(Natural language region descriptions)
^^^^^^^^^^^^^^^^
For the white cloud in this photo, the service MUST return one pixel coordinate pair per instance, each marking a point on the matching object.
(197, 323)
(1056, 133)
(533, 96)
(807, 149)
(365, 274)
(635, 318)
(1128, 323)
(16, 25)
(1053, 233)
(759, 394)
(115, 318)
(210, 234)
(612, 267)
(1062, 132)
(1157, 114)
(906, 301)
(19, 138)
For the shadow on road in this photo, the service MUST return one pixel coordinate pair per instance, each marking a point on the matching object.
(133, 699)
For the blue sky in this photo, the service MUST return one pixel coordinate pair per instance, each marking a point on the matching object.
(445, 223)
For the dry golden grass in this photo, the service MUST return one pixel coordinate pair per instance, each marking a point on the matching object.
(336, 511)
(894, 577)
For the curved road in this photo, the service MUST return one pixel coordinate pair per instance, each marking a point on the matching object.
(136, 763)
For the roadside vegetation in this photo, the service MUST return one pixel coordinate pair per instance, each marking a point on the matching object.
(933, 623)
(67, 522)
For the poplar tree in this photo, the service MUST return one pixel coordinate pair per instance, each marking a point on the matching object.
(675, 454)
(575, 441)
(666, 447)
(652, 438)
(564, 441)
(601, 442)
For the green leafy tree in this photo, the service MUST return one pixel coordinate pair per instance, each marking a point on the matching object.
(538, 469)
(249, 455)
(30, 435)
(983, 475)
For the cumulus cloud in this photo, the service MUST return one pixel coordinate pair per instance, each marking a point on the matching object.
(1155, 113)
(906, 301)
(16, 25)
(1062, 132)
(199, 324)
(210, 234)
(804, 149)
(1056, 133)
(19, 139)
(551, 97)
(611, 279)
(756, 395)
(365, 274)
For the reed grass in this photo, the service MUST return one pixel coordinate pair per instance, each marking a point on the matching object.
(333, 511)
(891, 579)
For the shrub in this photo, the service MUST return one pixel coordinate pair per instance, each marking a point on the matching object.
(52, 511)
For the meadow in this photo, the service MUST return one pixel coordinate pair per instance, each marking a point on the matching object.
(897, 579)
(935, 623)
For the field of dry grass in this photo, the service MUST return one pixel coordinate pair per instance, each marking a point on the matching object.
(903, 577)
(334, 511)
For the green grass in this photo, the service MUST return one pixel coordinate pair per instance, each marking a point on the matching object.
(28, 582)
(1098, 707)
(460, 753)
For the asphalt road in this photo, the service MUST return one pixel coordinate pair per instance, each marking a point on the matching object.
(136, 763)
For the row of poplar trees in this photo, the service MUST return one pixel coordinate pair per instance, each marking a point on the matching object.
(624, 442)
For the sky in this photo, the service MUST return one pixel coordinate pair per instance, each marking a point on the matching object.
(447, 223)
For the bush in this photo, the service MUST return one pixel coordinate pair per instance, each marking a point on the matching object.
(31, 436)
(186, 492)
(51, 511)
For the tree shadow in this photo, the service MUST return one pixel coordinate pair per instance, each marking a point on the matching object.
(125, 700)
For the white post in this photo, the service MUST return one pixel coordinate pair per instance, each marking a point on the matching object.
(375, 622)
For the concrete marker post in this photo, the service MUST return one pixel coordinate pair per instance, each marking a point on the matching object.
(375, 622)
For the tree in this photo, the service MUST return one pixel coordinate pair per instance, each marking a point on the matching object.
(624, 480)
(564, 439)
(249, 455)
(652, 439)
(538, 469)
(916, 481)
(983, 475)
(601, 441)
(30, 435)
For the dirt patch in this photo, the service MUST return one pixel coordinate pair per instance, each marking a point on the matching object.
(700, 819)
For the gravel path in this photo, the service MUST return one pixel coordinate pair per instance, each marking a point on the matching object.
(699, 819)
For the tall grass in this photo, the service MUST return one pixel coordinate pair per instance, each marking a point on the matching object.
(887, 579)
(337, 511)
^^^^^^^^^^^^^^^^
▶ _What you have to do_:
Please transcribe the records in full, keeping every word as it is.

▶ _Expected answer_:
For the white cloud in this photo, the service MUST return one pixel coordinate pair per instance, each marking a point on the matching object.
(197, 323)
(1056, 133)
(533, 96)
(807, 149)
(365, 274)
(635, 318)
(1128, 323)
(16, 25)
(1053, 233)
(759, 394)
(115, 318)
(210, 234)
(612, 267)
(1062, 132)
(1157, 114)
(906, 301)
(19, 138)
For the shadow on road in this photo, the service MUST return one pixel coordinate pair per instance, each marking a point on the matching object.
(133, 699)
For the blue sky in this photo, the service MUST return one pixel coordinate pair per instance, each marking a point on the matching object.
(445, 223)
For the dry golden grass in this photo, the service MUST return one pixel coordinate pair per instance, each marking a point on the matching object.
(336, 511)
(894, 577)
For the curved road in this photo, the service MUST return one pixel coordinate pair per instance, each marking a point on the matching object.
(136, 763)
For the roadside vegetation in this photo, the service MUST return one pixel coordinate pair per instance, each marking a point on the matching object.
(933, 623)
(67, 522)
For the poplar tree in this photo, the service MUST return one pixel coordinate pair per instance, each marking a point on the matching object.
(675, 454)
(575, 441)
(666, 447)
(652, 438)
(564, 441)
(601, 442)
For the green leafy tree in this photo, the service MUST return one pixel coordinate pair per instance, each marking a point on the matching object.
(538, 469)
(249, 455)
(30, 435)
(983, 475)
For the cumulus cloud in this photo, the service MUST return one pixel coordinate pair per instance, each marking a point on the matching object.
(1155, 113)
(906, 301)
(16, 25)
(1062, 132)
(199, 324)
(210, 234)
(804, 149)
(1056, 133)
(19, 139)
(551, 97)
(611, 279)
(756, 395)
(365, 274)
For the reed grass in this photo, the service MUST return one pixel coordinate pair per instance, each marking a point on the matching object.
(333, 511)
(891, 579)
For the shrub in this photo, the service MUST return one pixel coordinate pair per instance, each marking a point on the matching object.
(52, 511)
For the meadow in this photo, the service MUST return one pixel coordinate pair per instance, each marking a point on the matching object.
(897, 579)
(935, 623)
For the field of dry grass in this photo, the service MUST return one pixel coordinate pair per instance, each marking a point on the matching object.
(903, 577)
(334, 511)
For the green grass in this photo, the service MUST return one pixel coordinate pair per instance, each marking a point on the matching object.
(28, 582)
(1098, 707)
(460, 753)
For the asphalt road in this photo, the service MUST return one pixel coordinate pair per instance, each marking a point on the matching object.
(136, 763)
For the row of poplar trees in this photo, the service MUST return one pixel coordinate pair per instance, each marking a point on the matching object.
(624, 442)
For the sky in this photo, the service MUST return one pixel coordinate pair per instance, each marking a point on the matching object.
(447, 223)
For the bush in this photo, the service MUST return one pixel coordinate pair per instance, each marking a point on the matching object.
(31, 436)
(186, 492)
(51, 511)
For the tree shadow in this photo, the service MUST return one pixel coordinate pair per instance, each marking a point on the matching object.
(125, 700)
For the white post in this photo, the service MUST return one pixel coordinate pair per instance, each marking a point on the matching object.
(375, 622)
For the concrete marker post in this photo, the service MUST return one pixel coordinate pair per instance, each marking a point on the matching object.
(375, 622)
For the tree in this photo, the service MUST return one pixel coordinate pair per instance, each marking a point on the matching object.
(624, 480)
(564, 439)
(249, 455)
(652, 439)
(538, 469)
(916, 481)
(983, 475)
(601, 441)
(30, 435)
For the dirt patch in this photo, the service MUST return one pixel coordinate pair per instance, each marking a point on the matching object.
(700, 819)
For the gravel path in this photo, the service MUST return one pixel coordinate pair per instance, each marking a point on the matching object.
(699, 819)
For the tall grass in this photo, the service MUST return one pixel coordinate pair per instance, each marking a point on the matching object.
(887, 579)
(337, 511)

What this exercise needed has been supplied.